■ What is being asked
In the excerpt on HIF-1α and FAP expression, what p-value is given for the link between FAP expression and serum AFP?

____ Extract provided

Based on such results, we further explored the association between the different clinicopathological factors and the expression level of HIF-1α and FAP in the 138 HCC patients' cohort. The results showed that HIF-1α expression were associated with serum AFP (p=0.0004), TNM (p=0.0001), tumor size (<0.0001), vascular invasion (<0.0001), and did not significantly associated with other factors (Table 1). Meanwhile, FAP expression was associated with serum AFP (p=0.003), TNM (p<0.0001), tumor size (p=0.0321), vascular invasion (<0.0001) (Table 1).

________
____ Recorded data

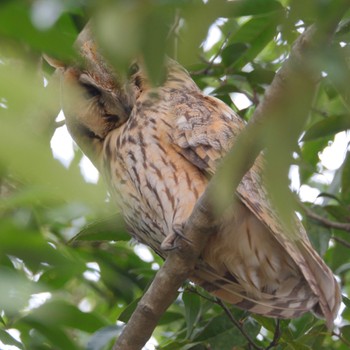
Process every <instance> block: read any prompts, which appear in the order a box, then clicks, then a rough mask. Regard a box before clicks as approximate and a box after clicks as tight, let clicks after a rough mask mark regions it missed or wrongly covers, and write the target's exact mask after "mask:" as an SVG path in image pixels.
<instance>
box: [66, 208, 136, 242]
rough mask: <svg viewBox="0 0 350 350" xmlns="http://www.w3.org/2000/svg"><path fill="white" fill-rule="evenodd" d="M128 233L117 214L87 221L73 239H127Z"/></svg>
mask: <svg viewBox="0 0 350 350" xmlns="http://www.w3.org/2000/svg"><path fill="white" fill-rule="evenodd" d="M129 240H130V235H129V234H128V233H127V232H126V231H125V225H124V222H123V219H122V217H121V216H120V215H119V214H116V215H112V216H110V217H108V218H104V219H99V220H98V221H94V222H92V223H89V225H88V226H86V227H84V228H83V229H82V230H81V231H80V232H79V233H78V234H77V235H76V236H75V237H73V238H72V240H71V242H70V244H73V243H74V242H75V241H129Z"/></svg>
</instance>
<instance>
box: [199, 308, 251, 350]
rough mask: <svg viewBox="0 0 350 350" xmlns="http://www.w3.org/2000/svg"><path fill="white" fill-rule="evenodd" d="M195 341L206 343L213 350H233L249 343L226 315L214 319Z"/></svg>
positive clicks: (210, 321)
mask: <svg viewBox="0 0 350 350" xmlns="http://www.w3.org/2000/svg"><path fill="white" fill-rule="evenodd" d="M248 333H249V332H248ZM195 340H196V341H206V342H208V343H209V344H210V345H211V347H212V348H213V349H221V350H232V348H233V347H234V346H243V345H245V344H246V343H247V339H246V338H245V337H244V336H243V335H242V333H241V332H240V331H239V330H238V329H237V328H236V327H235V326H234V325H233V324H232V323H231V322H230V320H229V319H228V317H227V316H226V315H221V316H217V317H215V318H213V319H212V320H211V321H210V322H209V324H208V326H207V327H205V329H204V330H203V332H202V333H201V334H200V335H199V336H198V337H197V338H196V339H195Z"/></svg>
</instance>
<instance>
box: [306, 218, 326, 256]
mask: <svg viewBox="0 0 350 350" xmlns="http://www.w3.org/2000/svg"><path fill="white" fill-rule="evenodd" d="M303 223H304V226H305V229H306V232H307V234H308V236H309V238H310V241H311V243H312V246H313V247H314V248H315V249H316V251H317V252H318V253H319V254H320V255H321V256H323V255H324V254H325V252H326V251H327V249H328V247H329V240H330V238H331V237H332V231H331V230H330V229H329V228H327V227H323V226H318V225H317V226H316V225H315V224H314V223H311V222H310V221H309V220H304V222H303Z"/></svg>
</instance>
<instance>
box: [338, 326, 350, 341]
mask: <svg viewBox="0 0 350 350" xmlns="http://www.w3.org/2000/svg"><path fill="white" fill-rule="evenodd" d="M340 330H341V335H342V336H343V337H344V338H345V339H346V340H347V341H348V342H350V325H347V326H344V327H342V328H341V329H340Z"/></svg>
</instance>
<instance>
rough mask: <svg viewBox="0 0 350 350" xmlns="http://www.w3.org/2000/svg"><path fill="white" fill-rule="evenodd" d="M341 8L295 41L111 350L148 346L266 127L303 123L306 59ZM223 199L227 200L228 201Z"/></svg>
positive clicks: (310, 89) (235, 188)
mask: <svg viewBox="0 0 350 350" xmlns="http://www.w3.org/2000/svg"><path fill="white" fill-rule="evenodd" d="M343 4H344V6H343V7H342V9H341V11H339V13H337V14H334V16H333V17H332V18H330V19H329V20H328V21H327V23H326V25H323V26H322V27H321V26H315V25H314V26H312V27H310V28H309V29H308V30H307V31H305V32H304V33H303V34H302V35H301V36H300V37H299V39H298V40H297V41H296V43H295V45H294V47H293V49H292V52H291V55H290V57H289V59H288V60H286V62H285V63H284V65H283V67H282V68H281V70H280V71H279V72H278V73H277V74H276V76H275V78H274V80H273V82H272V84H271V86H270V87H269V88H268V89H267V91H266V96H265V98H264V100H263V101H262V103H261V104H260V105H259V106H258V107H257V109H256V111H255V114H254V116H253V118H252V120H251V122H250V123H249V124H248V125H247V127H246V129H245V130H244V131H243V132H242V133H241V135H240V136H239V137H238V138H237V141H236V143H235V145H234V147H233V149H232V151H231V152H230V153H229V154H228V155H227V156H226V159H225V160H224V166H222V167H221V168H220V169H219V170H218V172H217V174H216V175H215V176H214V177H213V179H212V180H211V181H210V183H209V185H208V188H207V190H206V192H205V193H204V194H203V196H202V197H201V198H200V200H199V201H198V202H197V204H196V206H195V208H194V210H193V212H192V214H191V216H190V218H189V220H188V222H187V223H186V225H185V228H184V235H185V236H186V238H187V239H186V240H180V242H179V247H178V249H176V250H174V251H172V252H171V253H170V254H169V255H168V257H167V259H166V261H165V263H164V265H163V267H162V268H161V269H160V270H159V271H158V273H157V275H156V277H155V279H154V281H153V282H152V284H151V286H150V288H149V289H148V291H147V292H146V293H145V294H144V296H143V298H142V299H141V301H140V302H139V304H138V306H137V308H136V310H135V312H134V313H133V315H132V316H131V318H130V320H129V322H128V324H127V325H126V326H125V328H124V330H123V332H122V334H121V336H120V337H119V339H118V340H117V341H116V343H115V345H114V347H113V349H114V350H138V349H141V348H142V347H143V346H144V344H145V343H146V342H147V340H148V339H149V337H150V336H151V334H152V332H153V330H154V328H155V327H156V325H157V323H158V321H159V319H160V317H161V315H162V314H163V313H164V312H165V310H166V309H167V308H168V306H169V305H170V304H171V303H172V302H173V301H174V300H175V298H176V296H177V290H178V288H179V287H180V286H181V285H182V284H183V282H184V281H185V280H186V279H187V278H188V277H189V276H190V275H191V273H192V272H193V269H194V266H195V263H196V261H197V259H198V257H199V256H200V254H201V251H202V249H203V248H204V246H205V245H206V242H207V240H208V238H209V236H210V234H211V233H212V232H215V230H214V228H215V226H216V223H217V217H218V216H220V214H222V213H223V212H224V210H225V209H226V208H227V207H228V206H229V205H230V204H231V202H232V200H233V198H232V197H233V196H232V193H234V191H235V189H236V187H237V186H238V184H239V182H240V181H241V179H242V177H243V176H244V174H245V173H246V172H247V171H248V170H249V169H250V167H251V166H252V165H253V163H254V161H255V159H256V158H257V156H258V155H259V153H260V152H261V150H262V149H263V148H264V147H265V143H264V138H263V133H264V130H266V128H265V125H271V123H274V122H275V121H276V120H277V118H279V117H280V116H281V113H283V114H285V110H286V109H288V108H290V109H291V111H292V112H293V111H295V107H294V105H295V104H296V103H295V101H298V102H299V104H300V105H299V106H298V112H299V113H300V115H301V117H300V119H299V121H298V122H299V123H300V124H302V123H303V122H304V120H305V118H306V116H307V113H308V111H309V108H310V105H311V102H312V98H313V93H314V91H315V87H316V85H317V82H318V79H319V71H318V69H317V68H315V67H314V65H313V64H312V63H311V62H310V57H312V55H311V54H310V53H312V52H314V50H315V49H320V48H321V47H322V46H323V45H324V44H326V43H328V42H329V40H330V37H331V34H332V33H333V32H334V30H335V28H336V25H337V23H338V21H339V19H340V18H341V17H342V15H343V13H344V12H345V10H346V9H348V7H349V1H344V2H343ZM301 84H302V88H300V87H301ZM291 92H293V93H292V95H291ZM291 116H293V115H292V114H291V113H288V117H291ZM294 117H295V116H294ZM262 126H264V127H262ZM242 154H244V157H242ZM228 174H229V176H228ZM228 178H229V179H230V181H229V182H228V181H227V179H228ZM223 184H224V185H225V186H223ZM220 187H225V194H224V196H223V197H222V198H221V199H222V201H221V204H220V205H219V206H218V207H215V210H214V206H213V205H212V198H213V194H216V193H217V192H218V190H219V189H220ZM227 193H228V194H229V195H226V194H227ZM216 204H217V203H216ZM189 242H191V243H189ZM160 291H161V292H160Z"/></svg>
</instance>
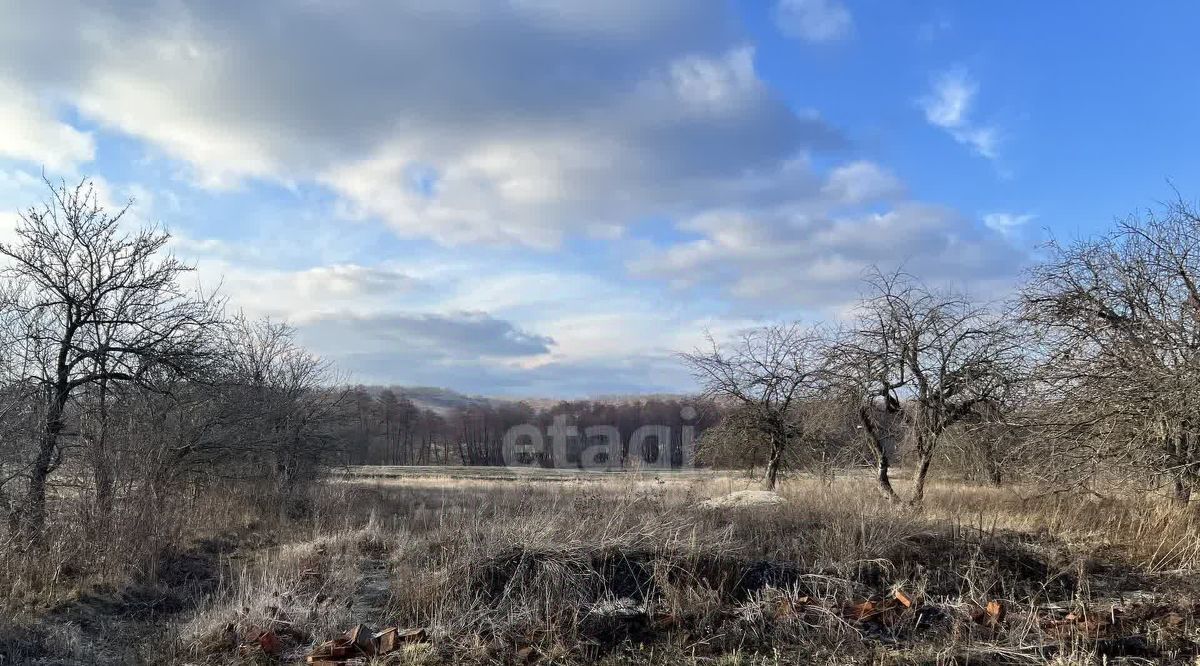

________

■ Result
p=0.003